___ Excerpted records ___

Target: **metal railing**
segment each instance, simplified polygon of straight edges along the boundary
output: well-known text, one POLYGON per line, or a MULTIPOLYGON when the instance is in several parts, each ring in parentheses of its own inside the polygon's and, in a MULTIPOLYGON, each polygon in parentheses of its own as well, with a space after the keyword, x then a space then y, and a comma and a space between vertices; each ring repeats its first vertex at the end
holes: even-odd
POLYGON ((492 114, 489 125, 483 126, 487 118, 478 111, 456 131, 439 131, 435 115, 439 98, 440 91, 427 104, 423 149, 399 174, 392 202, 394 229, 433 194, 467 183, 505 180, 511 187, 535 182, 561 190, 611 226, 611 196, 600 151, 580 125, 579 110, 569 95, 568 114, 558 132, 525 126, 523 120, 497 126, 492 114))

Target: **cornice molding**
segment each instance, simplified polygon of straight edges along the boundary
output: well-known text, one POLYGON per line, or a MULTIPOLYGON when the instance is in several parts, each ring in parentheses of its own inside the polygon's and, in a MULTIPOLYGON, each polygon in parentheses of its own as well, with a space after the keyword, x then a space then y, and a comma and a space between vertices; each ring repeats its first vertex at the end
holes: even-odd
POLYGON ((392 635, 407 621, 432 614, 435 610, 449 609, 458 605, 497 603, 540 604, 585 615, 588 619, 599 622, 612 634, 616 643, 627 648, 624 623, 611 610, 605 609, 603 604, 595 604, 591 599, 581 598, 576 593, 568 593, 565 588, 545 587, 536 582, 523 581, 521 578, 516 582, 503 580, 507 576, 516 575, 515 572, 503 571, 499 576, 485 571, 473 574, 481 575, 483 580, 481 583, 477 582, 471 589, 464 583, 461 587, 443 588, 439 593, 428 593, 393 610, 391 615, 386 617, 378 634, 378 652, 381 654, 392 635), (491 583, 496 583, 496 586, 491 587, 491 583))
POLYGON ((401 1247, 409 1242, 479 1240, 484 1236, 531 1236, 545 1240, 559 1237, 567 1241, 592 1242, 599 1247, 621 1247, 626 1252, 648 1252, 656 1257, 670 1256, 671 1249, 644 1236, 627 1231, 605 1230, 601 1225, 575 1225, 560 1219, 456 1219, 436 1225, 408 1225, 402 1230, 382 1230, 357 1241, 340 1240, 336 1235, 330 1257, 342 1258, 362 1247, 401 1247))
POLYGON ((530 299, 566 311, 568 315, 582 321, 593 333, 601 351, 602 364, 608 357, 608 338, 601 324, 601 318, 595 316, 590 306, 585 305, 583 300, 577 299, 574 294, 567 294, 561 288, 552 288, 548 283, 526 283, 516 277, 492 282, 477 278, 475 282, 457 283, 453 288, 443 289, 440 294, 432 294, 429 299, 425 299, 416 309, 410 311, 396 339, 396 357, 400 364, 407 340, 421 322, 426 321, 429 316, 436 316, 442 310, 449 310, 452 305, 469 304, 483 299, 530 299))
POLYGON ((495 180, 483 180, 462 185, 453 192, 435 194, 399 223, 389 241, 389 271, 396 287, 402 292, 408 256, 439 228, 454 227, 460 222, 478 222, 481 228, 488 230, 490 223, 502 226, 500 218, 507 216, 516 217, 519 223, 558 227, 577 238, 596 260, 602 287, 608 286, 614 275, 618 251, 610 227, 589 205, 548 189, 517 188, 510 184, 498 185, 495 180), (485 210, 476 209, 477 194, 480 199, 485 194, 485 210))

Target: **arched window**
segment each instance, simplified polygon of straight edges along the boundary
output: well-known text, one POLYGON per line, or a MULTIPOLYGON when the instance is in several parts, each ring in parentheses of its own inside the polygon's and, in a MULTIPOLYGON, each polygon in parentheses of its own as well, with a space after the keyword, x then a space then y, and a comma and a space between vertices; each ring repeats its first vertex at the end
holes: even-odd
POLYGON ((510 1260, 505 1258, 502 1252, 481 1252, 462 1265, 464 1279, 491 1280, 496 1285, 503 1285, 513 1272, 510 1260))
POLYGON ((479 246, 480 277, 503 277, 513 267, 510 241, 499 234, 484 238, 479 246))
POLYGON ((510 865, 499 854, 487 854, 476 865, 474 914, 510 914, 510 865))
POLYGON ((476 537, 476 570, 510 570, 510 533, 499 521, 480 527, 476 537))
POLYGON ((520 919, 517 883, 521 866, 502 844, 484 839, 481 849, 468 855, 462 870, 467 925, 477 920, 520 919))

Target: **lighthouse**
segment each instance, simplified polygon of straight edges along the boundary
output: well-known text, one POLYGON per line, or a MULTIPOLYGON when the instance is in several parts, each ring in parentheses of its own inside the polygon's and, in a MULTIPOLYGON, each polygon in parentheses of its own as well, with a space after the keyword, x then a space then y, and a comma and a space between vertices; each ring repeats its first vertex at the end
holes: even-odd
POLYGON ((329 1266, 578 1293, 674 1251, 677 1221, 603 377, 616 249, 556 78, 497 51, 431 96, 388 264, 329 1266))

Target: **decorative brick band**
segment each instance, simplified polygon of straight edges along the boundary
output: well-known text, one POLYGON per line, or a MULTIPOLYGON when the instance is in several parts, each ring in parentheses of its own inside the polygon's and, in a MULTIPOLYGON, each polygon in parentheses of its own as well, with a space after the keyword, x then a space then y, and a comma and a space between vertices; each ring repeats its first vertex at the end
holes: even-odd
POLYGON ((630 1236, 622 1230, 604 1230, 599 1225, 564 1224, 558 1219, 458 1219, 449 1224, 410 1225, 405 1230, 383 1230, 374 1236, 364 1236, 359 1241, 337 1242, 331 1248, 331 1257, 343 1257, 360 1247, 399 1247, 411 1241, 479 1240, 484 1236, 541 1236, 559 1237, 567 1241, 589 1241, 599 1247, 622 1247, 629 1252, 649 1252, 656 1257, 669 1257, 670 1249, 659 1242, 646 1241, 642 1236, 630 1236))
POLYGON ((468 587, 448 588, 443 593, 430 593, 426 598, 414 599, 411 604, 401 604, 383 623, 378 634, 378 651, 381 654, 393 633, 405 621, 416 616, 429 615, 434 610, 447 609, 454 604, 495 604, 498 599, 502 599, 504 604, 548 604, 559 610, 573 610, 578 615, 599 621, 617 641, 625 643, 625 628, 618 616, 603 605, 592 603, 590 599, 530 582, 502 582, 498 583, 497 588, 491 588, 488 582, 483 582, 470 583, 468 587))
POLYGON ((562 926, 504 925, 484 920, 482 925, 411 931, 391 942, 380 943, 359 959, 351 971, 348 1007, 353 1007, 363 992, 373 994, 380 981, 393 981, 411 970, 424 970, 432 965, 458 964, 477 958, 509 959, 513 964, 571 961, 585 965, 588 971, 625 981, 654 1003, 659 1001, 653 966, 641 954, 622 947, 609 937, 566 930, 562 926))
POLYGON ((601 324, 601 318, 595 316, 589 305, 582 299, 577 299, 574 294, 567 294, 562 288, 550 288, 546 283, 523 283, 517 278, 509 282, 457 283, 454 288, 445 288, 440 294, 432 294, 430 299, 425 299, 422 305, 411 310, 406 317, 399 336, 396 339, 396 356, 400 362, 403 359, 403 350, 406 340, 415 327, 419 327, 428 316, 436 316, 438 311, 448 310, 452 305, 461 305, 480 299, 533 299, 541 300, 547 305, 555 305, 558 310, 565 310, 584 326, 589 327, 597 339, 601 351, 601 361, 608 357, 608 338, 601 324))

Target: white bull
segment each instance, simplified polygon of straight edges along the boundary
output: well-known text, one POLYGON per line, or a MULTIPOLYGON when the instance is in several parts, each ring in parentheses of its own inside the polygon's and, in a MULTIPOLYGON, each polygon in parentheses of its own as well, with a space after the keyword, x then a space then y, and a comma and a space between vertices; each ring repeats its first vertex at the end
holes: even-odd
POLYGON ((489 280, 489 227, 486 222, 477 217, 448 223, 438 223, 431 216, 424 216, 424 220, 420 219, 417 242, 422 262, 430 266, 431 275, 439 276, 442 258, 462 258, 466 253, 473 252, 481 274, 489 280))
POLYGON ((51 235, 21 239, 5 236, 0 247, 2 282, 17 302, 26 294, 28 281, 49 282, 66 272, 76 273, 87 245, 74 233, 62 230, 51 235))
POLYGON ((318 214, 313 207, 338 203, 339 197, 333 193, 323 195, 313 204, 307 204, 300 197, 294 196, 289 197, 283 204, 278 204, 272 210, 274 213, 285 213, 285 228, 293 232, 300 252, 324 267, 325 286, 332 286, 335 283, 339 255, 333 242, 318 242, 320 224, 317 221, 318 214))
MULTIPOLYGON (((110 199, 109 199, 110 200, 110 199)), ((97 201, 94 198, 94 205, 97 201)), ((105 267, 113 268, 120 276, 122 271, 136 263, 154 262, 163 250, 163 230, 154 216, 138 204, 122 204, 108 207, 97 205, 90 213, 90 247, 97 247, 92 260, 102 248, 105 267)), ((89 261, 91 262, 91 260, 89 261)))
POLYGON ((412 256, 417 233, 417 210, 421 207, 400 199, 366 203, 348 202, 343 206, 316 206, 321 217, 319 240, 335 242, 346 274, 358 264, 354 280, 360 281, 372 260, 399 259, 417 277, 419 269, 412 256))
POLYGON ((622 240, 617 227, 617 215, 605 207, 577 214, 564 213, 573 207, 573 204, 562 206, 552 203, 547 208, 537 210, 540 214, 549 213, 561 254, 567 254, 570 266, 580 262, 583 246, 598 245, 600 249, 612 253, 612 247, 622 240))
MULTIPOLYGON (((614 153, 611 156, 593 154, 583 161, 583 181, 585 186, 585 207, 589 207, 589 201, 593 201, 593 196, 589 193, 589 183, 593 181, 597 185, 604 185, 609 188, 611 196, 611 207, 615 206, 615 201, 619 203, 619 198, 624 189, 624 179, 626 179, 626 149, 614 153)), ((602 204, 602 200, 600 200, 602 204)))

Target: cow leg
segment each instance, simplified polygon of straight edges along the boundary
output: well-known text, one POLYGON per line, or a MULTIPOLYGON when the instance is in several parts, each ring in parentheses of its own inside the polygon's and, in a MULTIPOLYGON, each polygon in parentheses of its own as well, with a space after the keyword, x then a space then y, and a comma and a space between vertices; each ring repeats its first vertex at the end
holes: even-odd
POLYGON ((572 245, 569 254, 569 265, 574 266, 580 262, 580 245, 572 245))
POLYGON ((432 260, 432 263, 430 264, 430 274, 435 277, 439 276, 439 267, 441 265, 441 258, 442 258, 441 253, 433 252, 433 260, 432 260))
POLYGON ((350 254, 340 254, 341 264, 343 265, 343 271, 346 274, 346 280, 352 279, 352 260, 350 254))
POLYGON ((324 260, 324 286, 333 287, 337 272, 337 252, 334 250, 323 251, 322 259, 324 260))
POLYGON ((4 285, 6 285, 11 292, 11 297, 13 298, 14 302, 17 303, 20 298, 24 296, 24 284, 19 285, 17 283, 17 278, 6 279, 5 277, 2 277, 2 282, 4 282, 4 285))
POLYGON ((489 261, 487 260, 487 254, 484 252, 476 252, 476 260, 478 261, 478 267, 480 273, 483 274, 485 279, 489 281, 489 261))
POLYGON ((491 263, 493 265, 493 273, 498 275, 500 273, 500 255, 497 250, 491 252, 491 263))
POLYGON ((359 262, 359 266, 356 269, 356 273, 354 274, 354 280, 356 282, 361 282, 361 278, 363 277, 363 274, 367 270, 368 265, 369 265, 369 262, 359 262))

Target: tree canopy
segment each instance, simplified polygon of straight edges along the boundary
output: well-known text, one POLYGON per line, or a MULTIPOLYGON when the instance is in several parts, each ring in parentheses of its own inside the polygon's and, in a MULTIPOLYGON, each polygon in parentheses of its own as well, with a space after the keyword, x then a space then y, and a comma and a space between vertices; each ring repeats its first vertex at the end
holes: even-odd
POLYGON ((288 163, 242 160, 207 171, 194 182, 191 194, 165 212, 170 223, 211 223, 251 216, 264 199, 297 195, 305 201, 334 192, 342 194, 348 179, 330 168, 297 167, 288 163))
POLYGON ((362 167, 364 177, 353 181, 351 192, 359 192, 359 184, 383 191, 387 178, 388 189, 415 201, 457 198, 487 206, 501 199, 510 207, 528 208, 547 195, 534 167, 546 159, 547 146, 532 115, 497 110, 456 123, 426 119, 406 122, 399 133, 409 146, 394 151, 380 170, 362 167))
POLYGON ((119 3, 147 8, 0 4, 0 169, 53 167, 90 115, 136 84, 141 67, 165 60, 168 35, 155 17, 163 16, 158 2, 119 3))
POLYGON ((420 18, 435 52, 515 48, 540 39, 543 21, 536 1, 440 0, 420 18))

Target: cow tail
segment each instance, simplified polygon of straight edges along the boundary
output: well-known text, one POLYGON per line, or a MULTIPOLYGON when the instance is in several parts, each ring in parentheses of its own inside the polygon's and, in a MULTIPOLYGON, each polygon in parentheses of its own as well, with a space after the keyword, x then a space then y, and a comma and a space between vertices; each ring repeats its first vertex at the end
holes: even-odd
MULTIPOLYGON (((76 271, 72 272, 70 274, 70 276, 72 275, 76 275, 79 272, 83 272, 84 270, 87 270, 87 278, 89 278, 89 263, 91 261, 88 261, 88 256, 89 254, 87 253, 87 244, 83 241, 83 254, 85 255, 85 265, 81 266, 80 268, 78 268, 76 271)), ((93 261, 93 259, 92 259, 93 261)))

___

Copy each line of the data that contains the word "Target", leaving the other lines out.

_Finished exercise_
Target: **metal railing**
Target: **cornice molding**
Target: **arched window**
Target: **lighthouse**
Target: **decorative brick band**
Target: white bull
Target: cow leg
Target: tree canopy
Target: cow tail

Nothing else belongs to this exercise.